#### [Given task]
Please revise the data below by replacing "place one marker" with "put one pin" everywhere it occurs and leaving everything else unchanged. Omit the pictures from your answer.

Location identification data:
----
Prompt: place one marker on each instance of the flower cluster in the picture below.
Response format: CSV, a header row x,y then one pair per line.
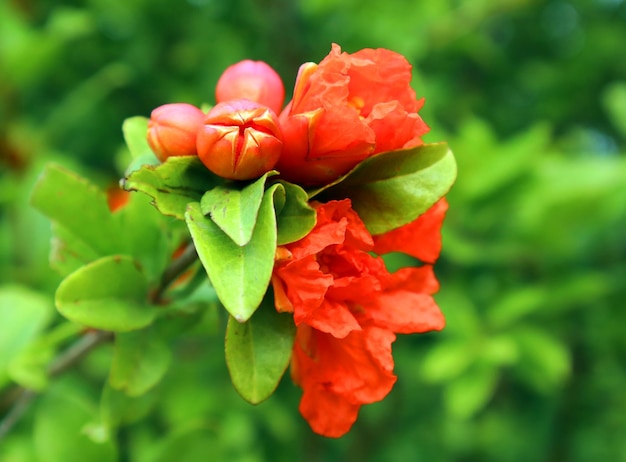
x,y
346,305
344,110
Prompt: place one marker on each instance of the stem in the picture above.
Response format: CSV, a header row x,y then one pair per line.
x,y
72,355
86,343
172,272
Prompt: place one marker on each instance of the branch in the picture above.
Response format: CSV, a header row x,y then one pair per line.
x,y
86,343
72,355
174,271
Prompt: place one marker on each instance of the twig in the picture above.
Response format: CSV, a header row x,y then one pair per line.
x,y
63,362
78,350
173,271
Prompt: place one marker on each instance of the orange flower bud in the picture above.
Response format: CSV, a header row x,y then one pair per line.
x,y
172,130
240,140
252,80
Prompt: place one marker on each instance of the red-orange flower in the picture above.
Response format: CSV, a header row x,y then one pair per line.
x,y
252,80
346,109
347,307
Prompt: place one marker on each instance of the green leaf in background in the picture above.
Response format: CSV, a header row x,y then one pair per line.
x,y
117,408
469,393
239,274
447,360
68,252
235,211
30,367
545,362
393,188
78,206
109,294
24,314
173,184
258,351
59,429
296,217
614,100
140,359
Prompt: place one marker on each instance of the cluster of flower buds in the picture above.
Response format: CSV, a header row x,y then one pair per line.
x,y
344,110
239,138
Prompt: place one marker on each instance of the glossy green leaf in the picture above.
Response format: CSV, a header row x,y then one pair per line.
x,y
78,206
68,252
150,237
392,189
173,184
59,428
258,351
109,294
140,359
296,217
135,131
24,314
239,274
30,367
235,211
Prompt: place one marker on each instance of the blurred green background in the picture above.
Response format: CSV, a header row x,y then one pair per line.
x,y
530,94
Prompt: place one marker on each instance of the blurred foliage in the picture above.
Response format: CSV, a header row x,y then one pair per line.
x,y
531,96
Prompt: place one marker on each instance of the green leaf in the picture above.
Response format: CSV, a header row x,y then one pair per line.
x,y
23,316
117,408
296,217
394,188
135,131
258,351
173,184
470,392
78,206
235,211
109,294
150,236
239,274
140,359
447,360
68,252
545,361
30,367
59,428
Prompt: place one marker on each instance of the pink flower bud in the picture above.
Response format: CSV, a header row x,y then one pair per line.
x,y
240,140
253,80
172,130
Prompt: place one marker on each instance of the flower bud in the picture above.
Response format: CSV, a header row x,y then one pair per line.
x,y
252,80
172,130
240,140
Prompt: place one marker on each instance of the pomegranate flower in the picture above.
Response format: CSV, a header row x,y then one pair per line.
x,y
172,130
252,80
347,108
347,308
240,140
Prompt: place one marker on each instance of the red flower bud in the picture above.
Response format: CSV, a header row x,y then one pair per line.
x,y
172,130
346,109
240,140
253,80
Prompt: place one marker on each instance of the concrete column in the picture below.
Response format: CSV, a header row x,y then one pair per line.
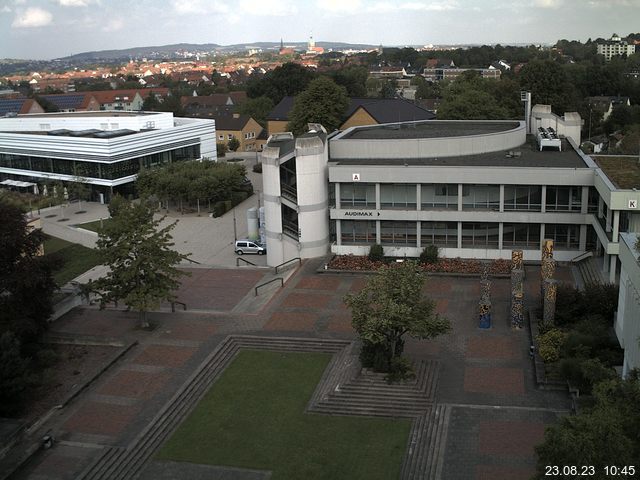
x,y
584,207
600,206
616,225
583,238
612,268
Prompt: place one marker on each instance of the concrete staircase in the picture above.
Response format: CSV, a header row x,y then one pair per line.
x,y
117,463
590,272
425,454
370,394
342,390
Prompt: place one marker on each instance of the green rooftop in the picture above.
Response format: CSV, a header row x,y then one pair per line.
x,y
624,172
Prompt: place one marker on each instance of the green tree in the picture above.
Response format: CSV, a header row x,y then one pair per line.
x,y
26,280
322,102
287,80
392,305
234,144
142,266
258,109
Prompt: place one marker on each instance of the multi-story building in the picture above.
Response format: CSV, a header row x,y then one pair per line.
x,y
450,73
615,46
475,189
103,149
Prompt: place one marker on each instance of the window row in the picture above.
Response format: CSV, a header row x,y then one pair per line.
x,y
108,171
445,234
474,197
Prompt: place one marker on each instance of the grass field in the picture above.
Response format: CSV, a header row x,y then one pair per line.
x,y
253,417
74,259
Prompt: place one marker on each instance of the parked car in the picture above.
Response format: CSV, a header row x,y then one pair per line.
x,y
249,246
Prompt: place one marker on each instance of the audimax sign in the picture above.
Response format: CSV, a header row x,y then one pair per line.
x,y
361,213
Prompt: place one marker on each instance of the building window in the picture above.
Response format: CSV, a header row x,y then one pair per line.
x,y
441,234
564,199
522,198
480,235
398,195
481,197
398,233
563,236
439,196
362,195
525,235
357,232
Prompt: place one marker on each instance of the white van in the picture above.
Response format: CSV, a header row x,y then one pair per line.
x,y
248,246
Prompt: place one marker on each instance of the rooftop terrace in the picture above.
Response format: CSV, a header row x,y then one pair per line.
x,y
430,129
526,155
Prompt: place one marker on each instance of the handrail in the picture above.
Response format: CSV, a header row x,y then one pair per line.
x,y
582,256
267,283
173,305
288,261
245,261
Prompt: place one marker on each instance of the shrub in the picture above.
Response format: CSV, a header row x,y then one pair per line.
x,y
238,197
549,344
219,208
376,253
430,254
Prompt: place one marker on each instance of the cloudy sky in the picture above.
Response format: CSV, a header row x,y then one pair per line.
x,y
44,29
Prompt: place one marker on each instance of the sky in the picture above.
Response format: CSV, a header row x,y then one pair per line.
x,y
46,29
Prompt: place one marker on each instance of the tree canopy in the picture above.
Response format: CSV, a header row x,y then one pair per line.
x,y
322,102
142,266
287,80
392,305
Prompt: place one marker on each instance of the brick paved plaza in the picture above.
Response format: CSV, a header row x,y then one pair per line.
x,y
486,376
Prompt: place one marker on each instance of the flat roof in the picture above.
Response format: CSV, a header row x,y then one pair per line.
x,y
526,155
97,113
623,171
430,129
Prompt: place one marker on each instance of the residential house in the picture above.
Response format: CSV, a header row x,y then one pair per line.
x,y
19,106
242,127
74,102
615,46
361,111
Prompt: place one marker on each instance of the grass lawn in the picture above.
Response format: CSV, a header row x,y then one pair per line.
x,y
93,226
253,417
75,259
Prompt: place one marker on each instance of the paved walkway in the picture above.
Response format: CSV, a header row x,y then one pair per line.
----
#### [Solution for this task]
Prompt: put one pin on each instance of the flower cluster in the picture below.
Response format: CSV, a header row x,y then one pair per line.
x,y
346,305
344,110
Prompt: put one pin on each instance of the stem in the picture above.
Response format: CSV, a header row x,y then one pair per line.
x,y
72,355
86,343
172,272
Prompt: put one pin on each instance of the branch in the picture above.
Response format: CSV, a header row x,y then one pair per line.
x,y
86,343
72,355
174,271
Prompt: put one pin on each instance of the twig in the picture above.
Response format: CSV, a header row x,y then one pair per line.
x,y
63,362
78,350
173,271
Prompt: put one pin on each instance of the orange flower bud in the picture above.
Response format: CSV, a header row x,y then one pair per line.
x,y
172,130
240,140
252,80
Prompt: put one pin on each instance of the red-orange flower in the picture above.
Response format: CSV, a header row x,y then one pair per line.
x,y
252,80
346,109
347,307
Prompt: put one pin on each instance of the green leaf in background in the picture above.
Response format: CSV, a header row x,y then one pair per line.
x,y
117,408
469,393
239,274
447,360
68,252
235,211
30,367
545,362
393,188
78,206
109,294
24,314
173,184
258,351
59,429
296,217
614,100
140,359
Prompt: put one pin on each instance of the cluster of flower buds in the picture above.
Response format: CSV, a header row x,y then one pair per line.
x,y
344,110
239,138
Prompt: put one pin on each instance of the glossy green leaf in the picture above.
Response format: CSV, a header row x,y then one pair per line.
x,y
78,206
68,252
150,237
392,189
173,184
59,428
258,351
109,294
140,359
296,217
135,131
24,314
239,274
30,367
235,211
Prompt: put one pin on each instance of the blurred green background in the picture above.
Response format: CSV, a header row x,y then one pair per line.
x,y
530,94
Prompt: put one pin on each instance of the blurred foliage in the picture above.
Response format: CSV, a header row x,y then one pair per line.
x,y
531,96
Prompt: put one pin on each instance of the green leaf in the picture above.
Response format: CSV, a header row x,y then one pair per line.
x,y
23,316
117,408
296,217
394,188
135,131
258,351
173,184
470,392
78,206
235,211
109,294
150,236
239,274
140,359
447,360
68,252
545,361
30,367
59,428
Prompt: put one pin on each instance of the pink flower bud in the picture above.
Response format: CSV, a header row x,y then one pair per line.
x,y
240,140
253,80
172,130
Prompt: put one pin on each instance of the flower bud in the picture above.
Response format: CSV, a header row x,y then one pair per line.
x,y
252,80
172,130
240,140
Prompt: put one pin on each instance of the pomegranate flower in the picture above.
Response format: CSV, a header row x,y then one pair per line.
x,y
172,130
252,80
347,108
347,308
240,140
Prompt: put one pin on each instance of the red flower bud in the picture above.
Response format: CSV, a header row x,y then one pair per line.
x,y
172,130
346,109
240,140
253,80
Prompt: put one pin on each instance of the concrete column in the picture below.
Response format: CSV, a header row x,y then one pair per line.
x,y
584,207
600,206
616,225
583,238
612,268
Prompt: put one pin on each instance of the concrete staircase in the picture above.
Response format: CSV, a header row x,y then one pair per line.
x,y
117,463
590,272
425,454
370,394
342,390
Prompt: put one pin on each instance of the green rooftop in the picture above.
Response format: CSV, a header row x,y then one pair per line.
x,y
624,172
Prompt: put one pin on each instance of the green tree in the picture above.
Response format: CSV, a header row x,y then one pair per line.
x,y
26,280
322,102
287,80
392,305
234,144
142,266
258,109
Prompt: put one pin on each instance of the multi-story building in the picture above.
Response format: CSV, a header row x,y then one pair per line.
x,y
450,73
615,46
475,189
103,149
Prompt: put one pin on each instance of the window row in the picture above.
Response format: CSV, a header row x,y then one pair per line.
x,y
108,171
445,234
474,197
Prompt: put one pin on each instance of the grass field in the picture above.
Response format: CSV, a header row x,y then one pair per line.
x,y
253,417
74,259
Prompt: put one pin on each instance of the parked car in the picture above.
Response format: CSV, a header row x,y then one pair per line.
x,y
249,246
Prompt: put one pin on each instance of the audimax sign in the picture above.
Response format: CSV, a header row x,y then one pair per line.
x,y
361,213
Prompt: put one pin on each instance of the building window in the picture above.
Response format: CSV, a header row x,y then one pair per line.
x,y
441,234
564,199
522,198
480,235
398,195
481,197
398,233
563,236
439,196
362,195
525,235
357,232
Prompt: put one pin on each instance of the white van in the picture above.
Response format: CSV, a header row x,y then one pair per line.
x,y
248,246
Prompt: put one pin on each instance of the rooftop terrace in the picture above.
Response format: CSV, a header row x,y then one pair per line.
x,y
430,129
526,155
Prompt: put one pin on each instance of the handrail in the picture above.
Response format: CSV, a header row x,y then one pair per line.
x,y
582,256
267,283
173,305
288,261
245,261
Prompt: put one pin on each instance of the shrub in the picture above.
Response format: CSV, a header row x,y then one pair per line.
x,y
238,197
549,344
219,208
376,253
430,254
Prompt: put one pin on each instance of the cloudy sky in the picture above.
Response format: CSV, a header row x,y then one pair per line.
x,y
44,29
Prompt: put one pin on each instance of the sky in the picture above.
Response format: CSV, a header row x,y then one pair per line.
x,y
46,29
Prompt: put one pin on each instance of the tree canopy in the picture above.
Response format: CSV, a header row x,y then one pair per line.
x,y
322,102
142,266
287,80
392,305
Prompt: put one pin on each instance of the brick paved plaza in the picture above.
Response format: CSV, a header row x,y then one pair per line.
x,y
486,376
Prompt: put one pin on each instance of the flat roof in the picture above.
Response format: CSV, a header row x,y then one pair per line.
x,y
526,155
97,113
623,171
430,129
Prompt: put one pin on each instance of the residential house in the picture above.
Response format: CSV, a header row x,y then one pair per line.
x,y
19,106
242,127
74,102
615,46
361,111
Prompt: put one pin on each instance of the grass lawn in the picture above.
Response format: CSV, a header row x,y then one pair per line.
x,y
93,226
253,417
75,259
Prompt: put one pin on each instance of the paved walkway in the picture above.
Response format: CSV, a header row x,y then one pair per line.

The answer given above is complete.